**GOAL OF THE EXERCISE**
Render the material below as a two-column Markdown table headed Row and Line, numbering each non-blank line in order and omitting blank lines.

------

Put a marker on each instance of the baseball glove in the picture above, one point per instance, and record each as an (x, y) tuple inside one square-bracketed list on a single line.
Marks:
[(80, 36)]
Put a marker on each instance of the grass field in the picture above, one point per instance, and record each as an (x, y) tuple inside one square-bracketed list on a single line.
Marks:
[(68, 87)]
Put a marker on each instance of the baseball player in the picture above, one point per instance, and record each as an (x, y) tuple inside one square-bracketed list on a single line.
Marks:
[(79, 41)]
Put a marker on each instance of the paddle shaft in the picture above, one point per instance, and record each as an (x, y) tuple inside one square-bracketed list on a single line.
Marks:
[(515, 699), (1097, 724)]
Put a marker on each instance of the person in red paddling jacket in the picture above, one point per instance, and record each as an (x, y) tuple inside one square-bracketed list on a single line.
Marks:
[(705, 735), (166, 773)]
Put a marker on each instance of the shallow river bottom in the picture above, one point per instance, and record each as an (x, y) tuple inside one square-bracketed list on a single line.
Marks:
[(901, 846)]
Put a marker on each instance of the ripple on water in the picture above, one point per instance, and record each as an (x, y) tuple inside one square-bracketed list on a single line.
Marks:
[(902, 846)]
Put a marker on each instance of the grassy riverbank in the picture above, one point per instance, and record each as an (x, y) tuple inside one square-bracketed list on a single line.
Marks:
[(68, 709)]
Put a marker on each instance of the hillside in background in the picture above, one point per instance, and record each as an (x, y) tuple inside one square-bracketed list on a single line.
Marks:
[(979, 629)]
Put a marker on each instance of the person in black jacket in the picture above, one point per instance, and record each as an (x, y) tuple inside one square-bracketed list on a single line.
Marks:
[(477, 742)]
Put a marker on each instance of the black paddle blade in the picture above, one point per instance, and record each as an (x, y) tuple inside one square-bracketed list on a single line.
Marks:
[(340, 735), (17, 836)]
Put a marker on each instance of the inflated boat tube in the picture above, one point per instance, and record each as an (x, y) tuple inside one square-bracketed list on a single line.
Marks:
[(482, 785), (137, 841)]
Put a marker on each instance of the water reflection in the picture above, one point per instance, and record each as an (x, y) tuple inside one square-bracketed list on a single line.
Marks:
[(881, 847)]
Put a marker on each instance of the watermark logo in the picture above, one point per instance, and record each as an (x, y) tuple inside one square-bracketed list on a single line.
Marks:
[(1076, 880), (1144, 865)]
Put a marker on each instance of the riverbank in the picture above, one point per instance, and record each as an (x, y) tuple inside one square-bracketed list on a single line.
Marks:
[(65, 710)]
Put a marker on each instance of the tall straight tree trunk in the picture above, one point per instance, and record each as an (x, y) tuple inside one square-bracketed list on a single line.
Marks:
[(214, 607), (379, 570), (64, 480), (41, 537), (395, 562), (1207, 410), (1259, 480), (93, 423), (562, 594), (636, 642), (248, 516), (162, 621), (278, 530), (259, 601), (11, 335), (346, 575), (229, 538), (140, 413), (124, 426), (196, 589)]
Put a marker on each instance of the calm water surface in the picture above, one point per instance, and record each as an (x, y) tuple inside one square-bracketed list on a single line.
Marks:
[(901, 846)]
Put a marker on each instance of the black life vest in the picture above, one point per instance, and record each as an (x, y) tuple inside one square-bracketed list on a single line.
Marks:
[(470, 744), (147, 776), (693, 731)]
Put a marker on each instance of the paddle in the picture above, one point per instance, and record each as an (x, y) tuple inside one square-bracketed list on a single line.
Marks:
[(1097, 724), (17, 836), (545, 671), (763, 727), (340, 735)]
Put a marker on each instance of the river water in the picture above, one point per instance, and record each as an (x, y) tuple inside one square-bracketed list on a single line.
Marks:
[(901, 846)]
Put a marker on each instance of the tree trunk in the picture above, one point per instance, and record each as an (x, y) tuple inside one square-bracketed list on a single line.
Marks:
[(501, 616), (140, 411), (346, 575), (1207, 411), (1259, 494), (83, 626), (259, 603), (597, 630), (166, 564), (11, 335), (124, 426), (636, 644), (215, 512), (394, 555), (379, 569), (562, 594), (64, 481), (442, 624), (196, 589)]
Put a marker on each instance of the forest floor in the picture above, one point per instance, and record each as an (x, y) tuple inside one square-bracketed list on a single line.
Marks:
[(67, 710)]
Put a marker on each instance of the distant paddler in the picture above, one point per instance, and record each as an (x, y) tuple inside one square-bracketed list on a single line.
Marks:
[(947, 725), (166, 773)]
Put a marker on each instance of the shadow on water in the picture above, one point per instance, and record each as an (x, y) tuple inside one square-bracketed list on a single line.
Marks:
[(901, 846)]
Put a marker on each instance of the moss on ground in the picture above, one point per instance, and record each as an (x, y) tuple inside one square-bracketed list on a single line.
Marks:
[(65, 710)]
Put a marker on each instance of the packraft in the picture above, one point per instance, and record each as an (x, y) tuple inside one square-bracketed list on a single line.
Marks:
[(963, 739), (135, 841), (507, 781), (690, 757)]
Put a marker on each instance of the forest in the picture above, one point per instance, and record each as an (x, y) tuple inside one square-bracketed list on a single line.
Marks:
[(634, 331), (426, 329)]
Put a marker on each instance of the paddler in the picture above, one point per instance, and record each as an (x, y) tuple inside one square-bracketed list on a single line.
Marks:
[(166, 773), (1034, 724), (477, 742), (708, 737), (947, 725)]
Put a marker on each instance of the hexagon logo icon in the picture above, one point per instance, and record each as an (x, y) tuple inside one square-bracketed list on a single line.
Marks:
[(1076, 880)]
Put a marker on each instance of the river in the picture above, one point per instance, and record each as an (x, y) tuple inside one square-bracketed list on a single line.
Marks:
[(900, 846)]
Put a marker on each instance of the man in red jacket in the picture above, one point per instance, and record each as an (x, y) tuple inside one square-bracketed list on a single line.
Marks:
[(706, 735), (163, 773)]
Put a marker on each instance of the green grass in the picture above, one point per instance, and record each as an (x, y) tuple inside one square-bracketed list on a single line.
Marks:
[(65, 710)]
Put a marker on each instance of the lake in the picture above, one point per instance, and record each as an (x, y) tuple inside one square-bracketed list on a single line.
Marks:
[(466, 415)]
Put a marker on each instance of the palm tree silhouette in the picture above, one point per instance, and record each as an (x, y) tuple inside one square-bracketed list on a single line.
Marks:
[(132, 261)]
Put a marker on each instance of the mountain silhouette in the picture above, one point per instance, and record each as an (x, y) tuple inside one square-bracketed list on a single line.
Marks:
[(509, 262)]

------

**REPLY**
| Row | Line |
|---|---|
| 1 | Put a marker on each instance of the baseball glove in the picture above, one point per instance, and record each as an (x, y) tuple inside one square-bracketed list on a single line. |
| 2 | Marks: |
| 3 | [(80, 36)] |
| 4 | Put a marker on each instance of the grass field in the picture above, one point per instance, and record each as an (x, y) tuple inside one square-bracketed list on a single line. |
| 5 | Marks: |
| 6 | [(68, 87)] |
| 7 | Put a marker on each instance of the baseball player in the picture above, one point per instance, and record each as an (x, y) tuple inside one square-bracketed list on a single line. |
| 8 | Marks: |
| 9 | [(79, 41)] |
| 10 | Put a marker on each instance of the paddle shaft in the picture above, one point per instance, and record each as an (x, y) tuple inside one square-bracketed list on a single line. |
| 11 | Marks: |
| 12 | [(515, 699), (1097, 724)] |
| 13 | Put a marker on each instance of the person in red paddling jacket in the picture above, one point per instance, and record each as an (x, y) tuple inside one square-bracketed list on a single line. |
| 14 | Marks: |
| 15 | [(705, 735), (166, 773)] |
| 16 | Put a marker on each instance of the shallow river bottom in the picture above, one point per instance, and record each as an (x, y) tuple inside one square-bracketed list on a single line. |
| 17 | Marks: |
| 18 | [(901, 846)] |
| 19 | Put a marker on each instance of the ripple on water in the picture above, one point per instance, and record each as an (x, y) tuple inside one square-bracketed list on a single line. |
| 20 | Marks: |
| 21 | [(902, 846)] |
| 22 | Put a marker on each instance of the grassy riverbank in the picture above, one point per instance, and record each as an (x, y) tuple inside one square-bracketed list on a single line. |
| 23 | Marks: |
| 24 | [(68, 709)] |
| 25 | Put a marker on each instance of the hillside in background in the picture above, one point per instance, and record each as an (x, y) tuple inside one square-bracketed list on a single line. |
| 26 | Marks: |
| 27 | [(979, 629)] |
| 28 | Put a marker on each instance of the person in black jacket in the picture above, one point per instance, and record each as an (x, y) tuple inside one square-bracketed list on a single line. |
| 29 | Marks: |
| 30 | [(477, 742)] |
| 31 | Put a marker on each instance of the black paddle blade in the picture above, one point per instance, and record each as an (x, y) tuple inside one square-bracketed list on a single line. |
| 32 | Marks: |
| 33 | [(340, 735), (17, 836)] |
| 34 | Put a marker on each instance of the inflated boat tube in the picture above, one point per instance, and record each as an (x, y) tuple inside one square-bracketed list on a single line. |
| 35 | Marks: |
| 36 | [(482, 785), (137, 841)] |
| 37 | Put a marker on each instance of the water reflection in the picture above, one point per instance, and record each as an (x, y) tuple inside one square-bracketed list on a single line. |
| 38 | Marks: |
| 39 | [(881, 847)] |
| 40 | Put a marker on each instance of the watermark logo in the picture above, one point per instance, and record each as an (x, y) tuple inside one square-bracketed list on a single line. |
| 41 | Marks: |
| 42 | [(1076, 880), (1144, 865)] |
| 43 | Put a marker on each instance of the riverbank in the picture above, one point per instance, and record each as an (x, y) tuple inside one square-bracketed list on a single line. |
| 44 | Marks: |
| 45 | [(65, 710)] |
| 46 | Put a marker on each instance of the tall straight tree trunk in the picture above, one point per instance, and record each as an (x, y) tuple inside one square-bracketed list on a single line. |
| 47 | Marks: |
| 48 | [(214, 607), (379, 570), (64, 480), (41, 537), (395, 562), (1207, 410), (1259, 480), (93, 423), (562, 594), (636, 642), (248, 516), (162, 621), (278, 530), (259, 601), (11, 335), (346, 575), (229, 538), (140, 413), (124, 426), (196, 589)] |
| 49 | Put a marker on each instance of the calm water surface in the picture above, one point per instance, and record each as an (x, y) tuple inside one square-bracketed list on a single line. |
| 50 | Marks: |
| 51 | [(901, 846)] |
| 52 | Put a marker on each instance of the black life vest in the picture above, one point per instance, and record each as an (x, y) tuple inside one square-bracketed list on a single line. |
| 53 | Marks: |
| 54 | [(470, 744), (147, 776), (693, 731)] |
| 55 | Put a marker on each instance of the paddle in the picture above, one point per instance, and record each as an (x, y) tuple inside one square-bracketed list on a single line. |
| 56 | Marks: |
| 57 | [(1097, 724), (17, 836), (545, 671), (763, 727), (340, 735)] |
| 58 | Put a marker on each instance of the river water in the picture above, one point per instance, and record each as an (x, y) tuple inside one square-bracketed list on a single line. |
| 59 | Marks: |
| 60 | [(901, 846)] |
| 61 | Put a marker on each instance of the tree trunk in the picture above, one point per instance, and record each as an (x, y) tuple inside one square-bracketed list on a single line. |
| 62 | Marks: |
| 63 | [(501, 616), (140, 411), (346, 575), (1207, 411), (1259, 494), (83, 626), (259, 603), (597, 630), (166, 564), (11, 335), (124, 426), (636, 644), (215, 512), (394, 555), (379, 569), (562, 594), (64, 481), (442, 624), (196, 589)] |
| 64 | Put a marker on each instance of the forest floor in the picture above, one point per instance, and record each as an (x, y) tuple inside one square-bracketed list on a single line. |
| 65 | Marks: |
| 66 | [(67, 710)] |
| 67 | Put a marker on each instance of the distant paddler in the picture above, one point per instance, and record each as an (x, y) tuple inside one square-bracketed list on a single line. |
| 68 | Marks: |
| 69 | [(947, 725), (166, 773)] |
| 70 | Put a marker on each instance of the shadow on water in the picture above, one point per instance, and record each as an (x, y) tuple inside one square-bracketed list on a single line. |
| 71 | Marks: |
| 72 | [(901, 846)] |
| 73 | Put a marker on each instance of the moss on ground in the picture above, one point per instance, and record each as an (x, y) tuple inside one square-bracketed list on a single line. |
| 74 | Marks: |
| 75 | [(65, 710)] |
| 76 | Put a marker on each instance of the packraft in the picture above, one point per instance, and record each as an (x, y) tuple inside one square-bracketed list on a single line. |
| 77 | Marks: |
| 78 | [(963, 739), (135, 841), (507, 781), (690, 757)] |
| 79 | Put a marker on each instance of the forest in the picture above, one point per instance, and record each as an (x, y) tuple inside one square-bracketed list on a single line. |
| 80 | Marks: |
| 81 | [(634, 331), (426, 329)] |
| 82 | Put a marker on each instance of the paddler in the picture above, one point per instance, and record each as an (x, y) tuple inside one square-bracketed list on a single line. |
| 83 | Marks: |
| 84 | [(166, 773), (1034, 724), (477, 742), (708, 737), (947, 725)] |
| 85 | Put a marker on each instance of the hexagon logo icon in the picture above, one point per instance, and record each as an (x, y) tuple inside one square-bracketed list on a single line. |
| 86 | Marks: |
| 87 | [(1076, 880)] |
| 88 | Put a marker on each instance of the river in the picture above, one point per instance, and record each as an (x, y) tuple inside one square-bracketed list on a single line. |
| 89 | Marks: |
| 90 | [(900, 846)] |
| 91 | Put a marker on each instance of the man in red jacket in the picture above, one point per instance, and record each as an (x, y) tuple inside one square-bracketed list on a single line. |
| 92 | Marks: |
| 93 | [(706, 735), (163, 773)] |
| 94 | Put a marker on each instance of the green grass in the picture above, one point per instance, and record each as an (x, y) tuple inside one square-bracketed list on a single line. |
| 95 | Marks: |
| 96 | [(65, 710)] |
| 97 | Put a marker on each instance of the lake in the picture above, one point per instance, and record each as an (x, y) tuple inside one square-bracketed list on a single line. |
| 98 | Marks: |
| 99 | [(466, 415)] |
| 100 | Put a marker on each instance of the palm tree silhouette in the picture above, one point per instance, and record each as an (x, y) tuple inside one square-bracketed list on a single line. |
| 101 | Marks: |
| 102 | [(132, 261)] |
| 103 | Put a marker on each instance of the mountain silhouette in the picture above, one point per instance, and record each as an (x, y) tuple inside one square-bracketed list on a single line. |
| 104 | Marks: |
| 105 | [(509, 262)] |